GIVEN DATA:
- - -
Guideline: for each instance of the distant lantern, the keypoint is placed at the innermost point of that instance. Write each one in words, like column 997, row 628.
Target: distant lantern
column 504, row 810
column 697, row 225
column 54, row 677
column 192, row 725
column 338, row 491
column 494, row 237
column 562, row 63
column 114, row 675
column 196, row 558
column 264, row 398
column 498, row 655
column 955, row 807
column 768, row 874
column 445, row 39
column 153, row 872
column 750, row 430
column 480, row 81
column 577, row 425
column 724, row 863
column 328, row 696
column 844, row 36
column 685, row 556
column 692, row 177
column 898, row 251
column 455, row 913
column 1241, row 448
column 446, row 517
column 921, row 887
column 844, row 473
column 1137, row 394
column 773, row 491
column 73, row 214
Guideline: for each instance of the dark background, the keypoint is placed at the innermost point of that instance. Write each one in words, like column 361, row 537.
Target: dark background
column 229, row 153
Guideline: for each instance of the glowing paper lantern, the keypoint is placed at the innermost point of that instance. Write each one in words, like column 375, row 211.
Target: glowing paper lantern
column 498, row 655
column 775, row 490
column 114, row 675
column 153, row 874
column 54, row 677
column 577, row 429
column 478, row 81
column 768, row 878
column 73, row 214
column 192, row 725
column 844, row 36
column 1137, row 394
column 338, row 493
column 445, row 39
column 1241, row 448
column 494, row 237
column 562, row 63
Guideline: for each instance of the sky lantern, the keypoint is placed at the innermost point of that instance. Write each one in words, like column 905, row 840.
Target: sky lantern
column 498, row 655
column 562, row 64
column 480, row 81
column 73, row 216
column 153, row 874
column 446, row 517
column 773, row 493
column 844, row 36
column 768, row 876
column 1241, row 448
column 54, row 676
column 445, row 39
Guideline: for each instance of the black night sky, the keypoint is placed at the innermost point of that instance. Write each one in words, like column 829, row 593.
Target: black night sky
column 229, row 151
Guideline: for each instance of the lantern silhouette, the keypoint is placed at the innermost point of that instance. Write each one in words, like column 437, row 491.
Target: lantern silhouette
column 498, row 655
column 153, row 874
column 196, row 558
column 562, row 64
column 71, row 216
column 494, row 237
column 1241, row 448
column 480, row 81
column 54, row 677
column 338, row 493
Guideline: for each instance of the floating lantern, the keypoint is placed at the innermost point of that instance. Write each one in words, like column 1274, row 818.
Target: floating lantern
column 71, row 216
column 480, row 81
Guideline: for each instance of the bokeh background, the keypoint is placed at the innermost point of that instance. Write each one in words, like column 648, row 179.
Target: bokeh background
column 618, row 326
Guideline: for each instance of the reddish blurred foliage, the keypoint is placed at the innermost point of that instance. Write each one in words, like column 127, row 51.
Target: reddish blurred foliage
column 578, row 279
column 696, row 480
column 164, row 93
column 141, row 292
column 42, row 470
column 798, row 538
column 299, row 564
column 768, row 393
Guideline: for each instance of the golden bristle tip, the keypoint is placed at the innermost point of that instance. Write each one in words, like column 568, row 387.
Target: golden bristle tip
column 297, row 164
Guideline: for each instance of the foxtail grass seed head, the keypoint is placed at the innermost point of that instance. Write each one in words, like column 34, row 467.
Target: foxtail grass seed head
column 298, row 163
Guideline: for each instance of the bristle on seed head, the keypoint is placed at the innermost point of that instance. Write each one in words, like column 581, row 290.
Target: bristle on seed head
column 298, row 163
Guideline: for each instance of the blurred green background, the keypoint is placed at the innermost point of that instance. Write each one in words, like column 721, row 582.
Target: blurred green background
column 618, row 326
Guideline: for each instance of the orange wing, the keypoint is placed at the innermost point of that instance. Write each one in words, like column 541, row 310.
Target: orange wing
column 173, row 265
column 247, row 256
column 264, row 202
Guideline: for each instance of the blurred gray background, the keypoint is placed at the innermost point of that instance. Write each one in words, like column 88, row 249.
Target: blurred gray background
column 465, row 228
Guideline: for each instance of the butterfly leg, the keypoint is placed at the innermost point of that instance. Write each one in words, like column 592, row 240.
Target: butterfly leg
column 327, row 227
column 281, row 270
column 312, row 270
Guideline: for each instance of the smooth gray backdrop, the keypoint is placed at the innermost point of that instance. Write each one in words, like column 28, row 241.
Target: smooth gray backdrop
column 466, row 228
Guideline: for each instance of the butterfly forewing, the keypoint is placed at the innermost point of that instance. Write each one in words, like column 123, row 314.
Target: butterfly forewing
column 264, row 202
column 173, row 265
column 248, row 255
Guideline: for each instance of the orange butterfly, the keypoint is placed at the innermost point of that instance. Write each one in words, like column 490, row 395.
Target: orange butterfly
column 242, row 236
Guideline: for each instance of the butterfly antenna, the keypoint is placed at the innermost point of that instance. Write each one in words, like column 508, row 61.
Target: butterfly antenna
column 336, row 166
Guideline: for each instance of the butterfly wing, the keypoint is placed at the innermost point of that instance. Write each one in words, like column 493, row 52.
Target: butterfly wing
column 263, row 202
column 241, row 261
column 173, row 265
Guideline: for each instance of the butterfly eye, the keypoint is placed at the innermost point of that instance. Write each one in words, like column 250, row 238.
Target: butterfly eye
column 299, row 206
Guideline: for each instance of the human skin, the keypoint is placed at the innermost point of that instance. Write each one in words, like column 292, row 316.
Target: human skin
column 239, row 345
- - -
WRITTEN INSTRUCTION:
Give the material above again, word for word.

ANSWER IN FULL:
Guideline: for each instance of the distant lantern, the keypoint is placed at the innermost point of that instance. Write each one in words, like column 997, row 628.
Target: distant lantern
column 504, row 810
column 697, row 225
column 54, row 677
column 192, row 725
column 338, row 491
column 494, row 237
column 562, row 63
column 114, row 675
column 196, row 558
column 264, row 398
column 498, row 655
column 955, row 807
column 768, row 874
column 445, row 39
column 153, row 872
column 750, row 430
column 480, row 81
column 577, row 425
column 724, row 863
column 328, row 696
column 844, row 36
column 685, row 556
column 692, row 177
column 898, row 251
column 455, row 913
column 1241, row 448
column 446, row 517
column 921, row 887
column 844, row 473
column 1137, row 394
column 773, row 491
column 73, row 214
Guideline: for each instance of the dark background, the keypoint is placed at the innermost point of that instance. Write each one in words, like column 361, row 537.
Target: dark background
column 229, row 153
Guideline: for each instance of the glowing paper lantern, the keypoint is placed at the innermost point of that instance. Write each one in words, like column 375, row 211.
Target: glowing paper lantern
column 498, row 655
column 775, row 490
column 114, row 675
column 153, row 874
column 54, row 677
column 577, row 429
column 478, row 81
column 768, row 878
column 73, row 214
column 192, row 725
column 844, row 36
column 1137, row 394
column 338, row 493
column 445, row 39
column 1241, row 448
column 494, row 237
column 562, row 63
Guideline: for each instance of the sky lantern, the keypoint is placed at the innermost point of that instance. Write each one in words, like column 905, row 840.
Target: sky lantern
column 498, row 655
column 562, row 64
column 480, row 81
column 73, row 216
column 153, row 874
column 446, row 517
column 773, row 493
column 844, row 36
column 768, row 876
column 1241, row 448
column 54, row 676
column 445, row 39
Guideline: for each instance of the black night sky, the keypoint is placed at the innermost point of that instance. Write each one in words, like column 829, row 593.
Target: black night sky
column 229, row 151
Guideline: for each instance of the lantern silhouette, the keypoint is placed at the innermost point of that instance. Write each one in words, like column 437, row 491.
Target: lantern silhouette
column 498, row 655
column 153, row 874
column 196, row 558
column 562, row 64
column 71, row 216
column 494, row 237
column 1241, row 448
column 480, row 81
column 54, row 677
column 338, row 493
Guideline: for each instance of the floating lantern, the keypoint is placed at the innermost point of that instance. Write each one in words, like column 1274, row 818.
Target: floating lantern
column 71, row 216
column 480, row 81
Guideline: for each instance of the bokeh background, the keypoint is placed at the innermost point of that instance. Write each one in words, like column 648, row 179.
Target: bokeh background
column 618, row 326
Guideline: for each instance of the reddish blurred foliage, the keypoint is placed at the innermost point of that instance. Write each one in words, like column 127, row 51.
Target: reddish blurred foliage
column 578, row 279
column 696, row 480
column 164, row 93
column 141, row 292
column 42, row 470
column 798, row 538
column 299, row 564
column 768, row 393
Guideline: for each instance of the golden bristle tip, the keypoint is placed at the innermost point of that instance. Write each one in words, like column 568, row 387.
Target: golden bristle tip
column 297, row 164
Guideline: for each instance of the foxtail grass seed head, the keypoint is placed at the innermost point of that instance. Write each one in words, like column 34, row 467.
Target: foxtail grass seed head
column 298, row 163
Guideline: for each instance of the bristle on seed head, the keypoint is placed at the innermost point of that instance. Write each one in words, like column 581, row 290.
Target: bristle on seed head
column 298, row 163
Guideline: for each instance of the blurred green background, the keypoint is placed at the innermost point of that instance. Write each one in words, like column 721, row 582.
Target: blurred green background
column 618, row 326
Guideline: for each instance of the orange wing, the keypoint is placed at the innermost point of that instance. Write each one in words, like column 541, row 310.
Target: orange wing
column 173, row 265
column 247, row 256
column 264, row 202
Guideline: for each instance of the blurred gray background, the keypoint is placed at the innermost point of that instance. Write each one in words, like column 88, row 249.
Target: blurred gray background
column 465, row 228
Guideline: for each instance of the butterfly leg, the keypoint is placed at the innermost point of that instance. Write each one in words, like column 592, row 240.
Target: butterfly leg
column 327, row 227
column 281, row 270
column 312, row 270
Guideline: for each instance of the smooth gray backdrop, the keypoint is placed at the innermost point of that instance. Write each one in words, like column 28, row 241.
Target: smooth gray backdrop
column 466, row 228
Guideline: for each instance of the butterfly forewing, the keypoint is placed at the innermost point of that instance. Write each one in words, like column 123, row 314.
Target: butterfly forewing
column 264, row 202
column 173, row 265
column 248, row 255
Guideline: for each instance of the orange butterfly, the keypoint is placed at the innermost point of that instance. Write each one in words, like column 490, row 395.
Target: orange butterfly
column 242, row 236
Guideline: for each instance of the butterfly antenna, the keypoint is placed at the innermost point of that instance. Write each one in words, like column 508, row 61.
Target: butterfly antenna
column 336, row 166
Guideline: for each instance of the butterfly wing, the keypoint is placed at the innermost point of that instance. Write each one in words, like column 493, row 52.
Target: butterfly wing
column 263, row 202
column 241, row 261
column 173, row 265
Guideline: for each instance of the butterfly eye, the keypoint is placed at the innermost point of that instance. Write each one in words, like column 250, row 238.
Target: butterfly eye
column 299, row 206
Guideline: for each instance of the human skin, the keypoint is placed at the innermost point of that instance. Write each one in words, like column 292, row 316.
Target: human skin
column 239, row 345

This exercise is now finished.